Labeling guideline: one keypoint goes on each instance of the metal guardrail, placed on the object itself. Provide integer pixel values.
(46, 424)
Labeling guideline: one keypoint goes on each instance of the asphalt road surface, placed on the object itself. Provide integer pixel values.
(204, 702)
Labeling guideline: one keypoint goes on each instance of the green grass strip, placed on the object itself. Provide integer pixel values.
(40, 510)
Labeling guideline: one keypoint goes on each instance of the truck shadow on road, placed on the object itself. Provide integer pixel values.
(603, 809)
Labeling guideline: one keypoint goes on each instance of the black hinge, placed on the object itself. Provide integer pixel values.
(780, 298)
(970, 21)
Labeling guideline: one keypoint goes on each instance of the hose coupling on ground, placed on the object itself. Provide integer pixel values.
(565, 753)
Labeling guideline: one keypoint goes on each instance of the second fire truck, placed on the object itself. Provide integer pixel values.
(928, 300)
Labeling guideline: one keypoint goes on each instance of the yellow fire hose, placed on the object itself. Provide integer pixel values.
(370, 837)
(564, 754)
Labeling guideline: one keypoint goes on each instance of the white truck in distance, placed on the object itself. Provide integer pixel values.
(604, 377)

[Problem description]:
Present each line of the items above as a Markdown table with the columns "No." and "Line", numbering the rows in order and omitting any blank lines.

[Answer for the task]:
| No. | Line |
|---|---|
| 1 | Labeling guideline: one keypoint goes on each instance of the metal guardrail, placed on the object itself. Provide integer pixel values. |
| 2 | (46, 424) |
| 3 | Labeling guideline: one keypoint goes on each instance of the asphalt road surface, placed on the object itself. Provide integer pixel values. |
| 4 | (204, 702) |
| 5 | Labeling guideline: one keypoint goes on each instance of the green grass strip, placed on the object itself. Provide integer pixel values. |
| 6 | (40, 510) |
| 7 | Labeling guideline: one keypoint goes on each instance of the truck shadow on road, placed on the object itself. Provide integer pixel values. |
| 8 | (603, 809) |
| 9 | Labeling guideline: one keypoint goes on each instance of the black hinge, placed on the object itself. Provide integer pixel values. |
| 10 | (780, 298) |
| 11 | (970, 21) |
| 12 | Labeling guideline: one keypoint goes on each instance of the hose coupling on ground, placed on the object itself. Provide integer pixel values. |
| 13 | (565, 753) |
| 14 | Labeling guideline: one keypoint goes on each instance of the second fire truck, placed on the object itself. Provide integer pixel values. |
| 15 | (928, 300) |
| 16 | Labeling guideline: one keypoint goes on each instance of the yellow fire hose, placed on the object itself. Provide integer pixel values. |
| 17 | (370, 837) |
| 18 | (564, 754) |
| 19 | Labeling guideline: one keypoint goes on each instance of the white truck in distance, placed on the object itself. Provide integer pixel values. |
| 20 | (604, 377) |